[Source document]

================

Vega-Sakk
ca. 1968
30 1/2 x 26 5/8 in. (77.5 x 67.6 cm)
Victor Vasarely
French
(Pécs, Hungary, 1906 or 1908 - 1997, Paris, France)
Object Type:
Print
Medium and Support:
Serigraph
Credit Line:
Given in memory of Zelda Hart by her daughters Roberta Wilson and Dorothy Silber
Accession Number:
1997.172
Location: Not currently on view
In this print, Victor Vasarely combines many of the cues that indicate spatial depth to make a large sphere-like shape appear to protrude from the center of the image. Your eye might first be drawn to the dark circle in the center. Next, your gaze might drift towards the edge of the composition and then through a network of increasingly smaller circles. As the circles diminish in size, the colors become duller.
For Vasarely this bulging effect referred to the pulsing motion and rotation of the brightest star in the Lyra constellation, Vega. How would you describe the “star’s” movement? Is it emerging from the background or sinking back into it?

================

[Data shown]
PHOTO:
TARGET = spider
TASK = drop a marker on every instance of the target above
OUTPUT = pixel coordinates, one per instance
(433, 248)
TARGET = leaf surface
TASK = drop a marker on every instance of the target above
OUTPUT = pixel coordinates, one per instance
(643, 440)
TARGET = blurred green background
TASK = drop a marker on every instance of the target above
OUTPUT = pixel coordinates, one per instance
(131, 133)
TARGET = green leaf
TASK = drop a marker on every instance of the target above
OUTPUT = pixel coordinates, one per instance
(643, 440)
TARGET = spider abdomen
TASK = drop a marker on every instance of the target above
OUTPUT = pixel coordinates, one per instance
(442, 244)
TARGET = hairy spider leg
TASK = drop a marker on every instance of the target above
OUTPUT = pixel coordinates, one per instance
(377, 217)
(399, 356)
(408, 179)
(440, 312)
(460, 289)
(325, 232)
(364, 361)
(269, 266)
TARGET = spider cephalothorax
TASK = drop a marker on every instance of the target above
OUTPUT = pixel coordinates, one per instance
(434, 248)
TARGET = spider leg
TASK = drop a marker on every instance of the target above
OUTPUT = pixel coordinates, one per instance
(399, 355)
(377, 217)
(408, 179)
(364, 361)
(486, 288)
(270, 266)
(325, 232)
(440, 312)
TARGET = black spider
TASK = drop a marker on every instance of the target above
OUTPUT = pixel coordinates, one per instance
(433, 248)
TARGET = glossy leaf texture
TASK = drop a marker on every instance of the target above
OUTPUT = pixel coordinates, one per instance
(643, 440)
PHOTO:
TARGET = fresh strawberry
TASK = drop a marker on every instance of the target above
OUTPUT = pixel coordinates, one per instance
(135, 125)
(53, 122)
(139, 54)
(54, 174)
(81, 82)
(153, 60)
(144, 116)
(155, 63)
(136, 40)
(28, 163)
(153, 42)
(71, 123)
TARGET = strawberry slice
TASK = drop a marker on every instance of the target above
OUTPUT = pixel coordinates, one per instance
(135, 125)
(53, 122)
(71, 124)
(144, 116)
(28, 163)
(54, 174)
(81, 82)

================

[What this exercise asks]
A: Check each statement against the Vega-Sakk label and answer yes or no, quoting the words that decide it: (i) the print dates from around 1968; (ii) the print is on display now; (iii) the colors get brighter as the circles shrink.
B: Write a continuation of the Vega-Sakk label, starting right after its final sentence.

[Results for each task]
A:
(i) Yes: "ca. 1968"
(ii) No: "Not currently on view"
(iii) No: "As the circles diminish in size, the colors become duller."

B:
[Label copy from Seeing in Color and Black and White, 2018]
Victor Vasarely is best-known for his experiments with spatial illusion, perceptual ambivalence between positive and negative space, moving forms and strange distortions. On a trip to America in the mid 1960s he found that what the Europeans were calling Kineticism was being called Op Art. Vasarely felt strongly that this innovative type of art was the answer to the new human requirement for speed, shock and excitement, generated by the mind-blowing technological advances of the age.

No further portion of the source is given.